EXTRACT TO READ:
And as a parent, showing a referee respect and kindness (even when you don’t agree with them) is important because it underscores the reason your athlete should be playing the sport to begin with: because it’s fun and it’s joyful. It isn’t fun and it isn’t joyful to have a parent in the stands getting in arguments with the referee—and it creates a hostile environment for the players. “Remember, these young athletes aren’t mini-adults. This is not supposed to be about money, it’s not supposed to be about the win: It’s supposed to be about joy, development, improvement, and working together,” Stanec says.
“Remember, if there is a mishap, it is not the end of the world,” says Stanec. “Personally, anytime I hear a coach or athlete say that they would have won a game if the ref hadn’t made a certain call, I like to respond that a game should never come down to a single mistake made by a human, because humans will make mistakes. So, let’s execute and try to be successful in a way that won’t come down to one or two mistakes.”
If you do notice that there is an issue with a referee making calls you disagree with regularly, Stanec notes that it’s still not your place as a parent to bring the issue up. “It’s usually the coach’s responsibility to respectfully speak to the referee,” she says. “It’s not your job as the parent.”

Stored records

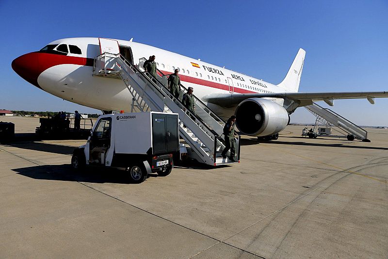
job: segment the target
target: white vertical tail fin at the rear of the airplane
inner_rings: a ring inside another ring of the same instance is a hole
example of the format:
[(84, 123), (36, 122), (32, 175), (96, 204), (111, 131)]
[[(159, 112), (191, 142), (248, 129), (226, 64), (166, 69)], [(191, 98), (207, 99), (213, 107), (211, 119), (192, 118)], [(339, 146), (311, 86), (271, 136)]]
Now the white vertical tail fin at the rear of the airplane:
[(291, 92), (298, 92), (300, 77), (302, 76), (303, 64), (305, 63), (305, 56), (306, 51), (304, 49), (299, 49), (298, 54), (296, 54), (296, 57), (292, 62), (292, 65), (290, 67), (290, 70), (288, 70), (286, 77), (277, 86), (289, 90)]

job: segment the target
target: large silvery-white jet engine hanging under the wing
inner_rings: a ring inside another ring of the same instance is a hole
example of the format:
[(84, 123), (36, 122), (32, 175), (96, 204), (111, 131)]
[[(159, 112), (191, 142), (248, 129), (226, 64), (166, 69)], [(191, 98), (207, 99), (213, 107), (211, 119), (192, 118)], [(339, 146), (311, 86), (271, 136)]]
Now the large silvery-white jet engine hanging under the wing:
[(264, 98), (243, 100), (237, 106), (235, 115), (237, 128), (249, 136), (274, 135), (290, 122), (283, 106)]

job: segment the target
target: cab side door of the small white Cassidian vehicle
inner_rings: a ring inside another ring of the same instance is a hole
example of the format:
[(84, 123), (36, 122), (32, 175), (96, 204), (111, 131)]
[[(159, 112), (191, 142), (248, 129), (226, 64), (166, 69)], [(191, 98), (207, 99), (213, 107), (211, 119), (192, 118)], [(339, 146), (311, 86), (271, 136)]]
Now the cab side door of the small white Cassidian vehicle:
[(90, 161), (94, 164), (105, 164), (106, 152), (111, 146), (111, 118), (102, 118), (89, 142)]

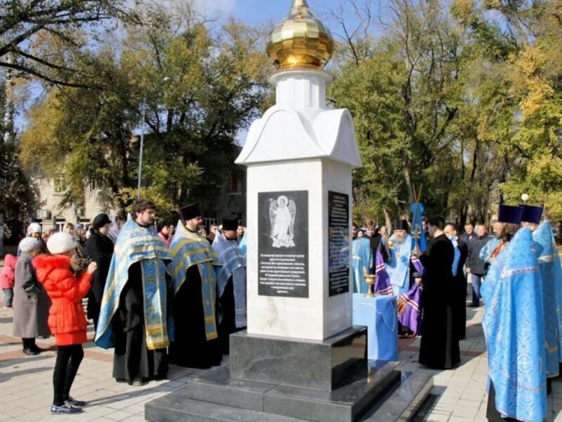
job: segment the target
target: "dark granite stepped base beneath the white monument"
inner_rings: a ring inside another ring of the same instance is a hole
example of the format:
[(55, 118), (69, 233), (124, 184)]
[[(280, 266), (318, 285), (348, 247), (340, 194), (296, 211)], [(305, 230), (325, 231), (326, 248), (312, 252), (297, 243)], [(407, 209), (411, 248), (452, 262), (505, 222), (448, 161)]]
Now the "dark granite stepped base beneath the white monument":
[(230, 365), (145, 404), (150, 422), (407, 421), (433, 373), (365, 359), (365, 328), (308, 342), (237, 333)]

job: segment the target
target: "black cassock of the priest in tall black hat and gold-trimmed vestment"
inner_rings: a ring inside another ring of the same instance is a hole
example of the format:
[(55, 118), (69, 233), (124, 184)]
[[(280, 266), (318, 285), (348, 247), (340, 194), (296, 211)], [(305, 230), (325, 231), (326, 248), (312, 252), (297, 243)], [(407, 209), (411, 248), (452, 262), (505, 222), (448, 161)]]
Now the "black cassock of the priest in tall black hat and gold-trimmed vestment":
[(199, 269), (192, 265), (174, 296), (172, 313), (176, 340), (171, 343), (169, 354), (172, 364), (208, 369), (221, 364), (222, 354), (218, 338), (207, 340), (205, 334), (201, 283)]

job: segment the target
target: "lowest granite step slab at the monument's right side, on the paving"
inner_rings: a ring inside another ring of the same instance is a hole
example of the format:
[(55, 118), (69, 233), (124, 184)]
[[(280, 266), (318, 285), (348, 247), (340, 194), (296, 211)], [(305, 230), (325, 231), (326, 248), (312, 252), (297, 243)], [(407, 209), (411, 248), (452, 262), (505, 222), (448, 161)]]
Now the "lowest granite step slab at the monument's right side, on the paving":
[(410, 421), (429, 396), (436, 371), (403, 373), (400, 384), (389, 391), (361, 422)]

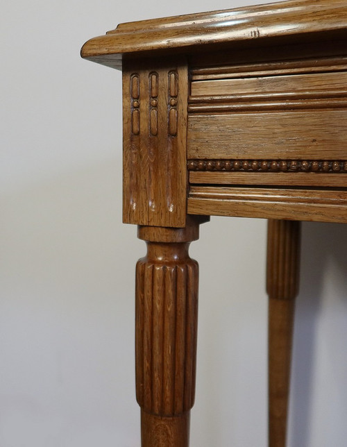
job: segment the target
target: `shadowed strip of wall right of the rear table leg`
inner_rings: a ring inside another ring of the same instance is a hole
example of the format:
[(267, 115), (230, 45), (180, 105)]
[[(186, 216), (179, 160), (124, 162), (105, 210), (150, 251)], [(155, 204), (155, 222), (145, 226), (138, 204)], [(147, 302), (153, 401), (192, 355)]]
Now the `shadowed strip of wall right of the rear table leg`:
[[(325, 446), (330, 444), (329, 433), (339, 437), (334, 446), (345, 445), (346, 423), (342, 421), (347, 416), (347, 387), (341, 384), (347, 373), (346, 246), (347, 226), (303, 223), (289, 404), (290, 446)], [(331, 278), (330, 284), (327, 278)], [(323, 436), (314, 441), (312, 427), (320, 421)]]

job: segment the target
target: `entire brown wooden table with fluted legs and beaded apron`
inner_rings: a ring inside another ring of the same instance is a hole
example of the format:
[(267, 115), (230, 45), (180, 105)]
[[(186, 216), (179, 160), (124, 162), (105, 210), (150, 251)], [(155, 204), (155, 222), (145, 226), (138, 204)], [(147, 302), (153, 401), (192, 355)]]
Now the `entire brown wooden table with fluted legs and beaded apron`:
[(139, 226), (142, 446), (189, 444), (210, 215), (269, 219), (269, 445), (284, 447), (300, 221), (347, 222), (347, 3), (121, 24), (82, 57), (123, 71), (124, 222)]

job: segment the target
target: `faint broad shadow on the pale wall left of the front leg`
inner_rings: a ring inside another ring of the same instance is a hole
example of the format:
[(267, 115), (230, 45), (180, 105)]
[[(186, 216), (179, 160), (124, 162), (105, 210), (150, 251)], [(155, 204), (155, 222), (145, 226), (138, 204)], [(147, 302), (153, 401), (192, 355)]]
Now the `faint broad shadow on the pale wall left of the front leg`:
[(1, 447), (139, 444), (129, 346), (146, 249), (121, 224), (120, 167), (1, 196)]

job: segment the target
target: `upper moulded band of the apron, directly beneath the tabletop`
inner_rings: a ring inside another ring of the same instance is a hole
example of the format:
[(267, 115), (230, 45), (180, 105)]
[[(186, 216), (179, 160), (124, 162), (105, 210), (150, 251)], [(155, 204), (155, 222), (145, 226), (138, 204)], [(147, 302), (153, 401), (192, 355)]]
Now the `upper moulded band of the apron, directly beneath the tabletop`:
[(347, 107), (346, 58), (191, 70), (190, 113)]

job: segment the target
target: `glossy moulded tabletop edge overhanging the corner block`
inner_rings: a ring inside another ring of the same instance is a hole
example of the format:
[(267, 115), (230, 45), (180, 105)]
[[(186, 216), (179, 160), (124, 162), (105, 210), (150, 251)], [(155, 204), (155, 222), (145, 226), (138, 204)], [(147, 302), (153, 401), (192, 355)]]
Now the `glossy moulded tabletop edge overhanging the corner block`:
[(291, 0), (121, 24), (106, 35), (86, 42), (81, 56), (121, 68), (122, 56), (128, 54), (148, 55), (183, 49), (194, 52), (212, 45), (217, 49), (226, 43), (247, 41), (257, 45), (269, 38), (307, 40), (313, 33), (316, 38), (319, 33), (341, 33), (346, 25), (344, 0)]

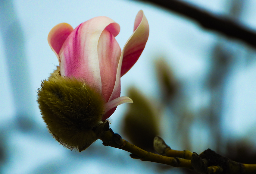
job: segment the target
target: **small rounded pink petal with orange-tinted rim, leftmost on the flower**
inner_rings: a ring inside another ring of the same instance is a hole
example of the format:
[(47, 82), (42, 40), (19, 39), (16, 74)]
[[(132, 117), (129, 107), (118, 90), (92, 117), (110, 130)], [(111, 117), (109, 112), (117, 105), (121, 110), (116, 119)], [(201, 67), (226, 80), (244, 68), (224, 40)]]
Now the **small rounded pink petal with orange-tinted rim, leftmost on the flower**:
[(67, 23), (60, 23), (52, 28), (52, 30), (48, 34), (48, 43), (52, 49), (52, 51), (57, 56), (59, 62), (59, 52), (61, 47), (70, 33), (73, 31), (73, 27), (71, 27)]

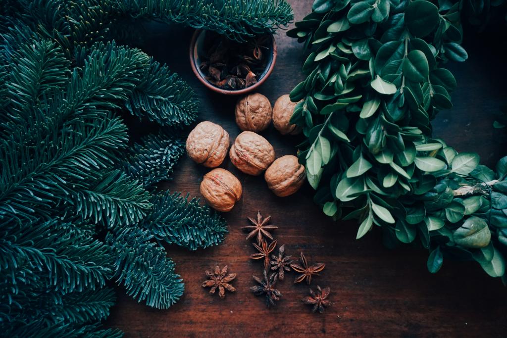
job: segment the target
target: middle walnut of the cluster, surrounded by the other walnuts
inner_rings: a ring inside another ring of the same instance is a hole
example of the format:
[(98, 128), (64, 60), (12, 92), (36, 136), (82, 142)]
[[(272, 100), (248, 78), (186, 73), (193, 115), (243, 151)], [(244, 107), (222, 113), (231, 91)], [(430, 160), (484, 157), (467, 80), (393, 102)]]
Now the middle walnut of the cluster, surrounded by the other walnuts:
[(267, 139), (251, 131), (236, 137), (229, 152), (232, 164), (245, 174), (260, 175), (275, 160), (275, 149)]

TASKS FOR THIS EXERCISE:
A: Rewrite the paragraph of the passage on parents and referees that begins "And as a parent, showing a referee respect" as a short bulleted list that keeps its main facts.
B: Please extend the passage on parents and referees, picking up after its final sentence.

ANSWERS TO THE EXERCISES:
A:
- Parents should show referees respect and kindness, even when they disagree.
- This reinforces why an athlete plays the sport: for fun and joy.
- A parent arguing with the referee from the stands takes away that fun and creates a hostile environment for the players.
- Stanec says young athletes aren't mini-adults and that the sport is not about money or winning but about joy, development, improvement, and working together.

B:
Lastly, if you notice something happening many times and it seems like the referee doesn’t understand the rules or is favoring the other team, bring it up calmly with the coach a day or so later if you must. But don’t complain about a bad call to your athlete or tell them that the referee ‘caused them to lose.’ Remember, your job as a parent is to role-model good behavior, and showing your young athlete that they can blame others for things going wrong isn’t going to help them later in life.
TAKEAWAY: Without referees, games may be canceled and seasons curtailed, but their numbers are shrinking due to stress caused by parents shouting from the sidelines. Young athletes model their behavior after the way that their parents act, not the things that they say, so showing that referees deserve respect and appreciation is critical.